[Requests]
1. According to the string table text, why is the old elements array kept in a linked list when the HashTable is resized, and why is the GC the one that clears that list? Reply in one to three sentences.
2. Pick up the string table text after its final sentence and keep writing it.

[Extract to read]
────────────────
This has two important benefits:
1) It allows the deserializer to insert strings directly into the
string table, rather than having to defer string insertion until
deserialization completes.
2) It simplifies the concurrent string table lookup to allow resizing
the table inside the write lock, therefore eliminating the race
where two concurrent lookups could both resize the table.
The off-heap string table has the following properties:
1) The general hashmap behaviour matches the HashTable, i.e. open
addressing, power-of-two sized, quadratic probing. This could, of
course, now be changed.
2) The empty and deleted sentinels are changed to Smi 0 and 1,
respectively, to make those comparisons a bit cheaper and not
require roots access.
3) When the HashTable is resized, the old elements array is kept
alive in a linked list of previous arrays, so that concurrent
lookups don't lose the data they're accessing. This linked list
is cleared by the GC, as then we know that all threads are in
a safepoint.
────────────────
Some records
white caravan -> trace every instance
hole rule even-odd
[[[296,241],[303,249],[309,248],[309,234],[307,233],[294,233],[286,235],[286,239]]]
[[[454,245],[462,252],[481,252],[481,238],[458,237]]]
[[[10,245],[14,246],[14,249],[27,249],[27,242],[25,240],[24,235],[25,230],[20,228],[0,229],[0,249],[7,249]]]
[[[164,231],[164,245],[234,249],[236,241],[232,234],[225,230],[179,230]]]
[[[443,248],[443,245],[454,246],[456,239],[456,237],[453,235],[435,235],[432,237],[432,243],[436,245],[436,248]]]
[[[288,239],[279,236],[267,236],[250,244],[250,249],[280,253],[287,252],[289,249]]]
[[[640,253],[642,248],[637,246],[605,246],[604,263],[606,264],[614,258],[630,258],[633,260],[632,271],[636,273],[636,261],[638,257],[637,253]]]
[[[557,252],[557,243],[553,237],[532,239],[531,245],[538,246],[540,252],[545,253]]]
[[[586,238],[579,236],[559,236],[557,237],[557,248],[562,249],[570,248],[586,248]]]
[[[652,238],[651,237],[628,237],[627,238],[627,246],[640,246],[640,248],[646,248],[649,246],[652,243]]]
────────────────
[Exercise results]
1. The old array stays alive so that concurrent lookups don't lose the data they're accessing. The GC clears the list because at that point all threads are known to be in a safepoint.

2.
4) The GC treats the hash table entries as weak roots, and only walks
them for non-live reference clearing and for evacuation.
5) Since there is no longer a FixedArray to serialize for the startup
snapshot, there is now a custom serialization of the string table,
and the string table root is considered unserializable during weak
root iteration. As a bonus, the custom serialization is more
efficient, as it skips non-string entries.
As a drive-by, rename LookupStringExists_NoAllocate to
TryStringToIndexOrLookupExisting, to make it clearer that it returns
a non-string for the case when the string is an array index. As another
drive-by, extract StringSet into a separate header.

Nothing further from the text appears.